- _GIVEN EXERCISE_:
Can you copy the rows from the start through the line containing "101,33 -> 156,122", putting "vessel superstructure" in place of "ferry superstructure" and changing nothing else?

☆ ☆ ☆ ☆ ☆

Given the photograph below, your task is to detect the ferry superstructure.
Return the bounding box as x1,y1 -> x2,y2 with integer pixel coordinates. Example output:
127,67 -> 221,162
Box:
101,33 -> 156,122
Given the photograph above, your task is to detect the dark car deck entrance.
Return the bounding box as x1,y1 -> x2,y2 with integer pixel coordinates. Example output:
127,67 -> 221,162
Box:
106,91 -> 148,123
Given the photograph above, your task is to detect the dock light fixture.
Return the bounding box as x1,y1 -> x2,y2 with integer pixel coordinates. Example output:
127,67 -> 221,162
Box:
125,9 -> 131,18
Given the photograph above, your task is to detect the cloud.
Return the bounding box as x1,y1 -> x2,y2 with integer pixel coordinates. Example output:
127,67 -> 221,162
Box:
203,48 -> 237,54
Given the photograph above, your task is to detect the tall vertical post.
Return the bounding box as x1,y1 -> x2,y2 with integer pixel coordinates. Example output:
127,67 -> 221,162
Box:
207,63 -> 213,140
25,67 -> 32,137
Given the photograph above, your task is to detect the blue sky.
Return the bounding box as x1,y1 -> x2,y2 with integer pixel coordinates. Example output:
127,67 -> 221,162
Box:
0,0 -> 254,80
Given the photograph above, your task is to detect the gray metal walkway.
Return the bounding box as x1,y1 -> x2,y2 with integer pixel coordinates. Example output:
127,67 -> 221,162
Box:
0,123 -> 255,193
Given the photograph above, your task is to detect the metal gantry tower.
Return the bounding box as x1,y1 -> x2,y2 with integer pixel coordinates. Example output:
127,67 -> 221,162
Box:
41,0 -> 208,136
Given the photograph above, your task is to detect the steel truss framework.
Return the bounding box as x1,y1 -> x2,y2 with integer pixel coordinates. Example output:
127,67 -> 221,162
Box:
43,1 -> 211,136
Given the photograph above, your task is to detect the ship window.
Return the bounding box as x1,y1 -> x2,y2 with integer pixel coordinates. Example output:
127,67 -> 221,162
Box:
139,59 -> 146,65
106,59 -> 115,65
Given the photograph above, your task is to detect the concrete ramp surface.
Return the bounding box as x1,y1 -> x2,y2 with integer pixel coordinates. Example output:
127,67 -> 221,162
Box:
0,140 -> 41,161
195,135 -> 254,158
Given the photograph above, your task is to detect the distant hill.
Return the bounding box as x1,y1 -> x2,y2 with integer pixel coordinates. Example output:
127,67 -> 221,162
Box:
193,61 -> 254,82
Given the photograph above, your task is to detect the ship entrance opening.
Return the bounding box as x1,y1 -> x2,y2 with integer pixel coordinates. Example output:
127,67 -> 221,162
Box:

☆ ☆ ☆ ☆ ☆

- _OUTPUT BELOW_:
Given the photograph below, your task is to detect the vessel superstructure.
Return the bounding box as x1,y1 -> x2,y2 with integer pixel coordinates. Example output:
127,67 -> 221,162
Box:
101,33 -> 156,122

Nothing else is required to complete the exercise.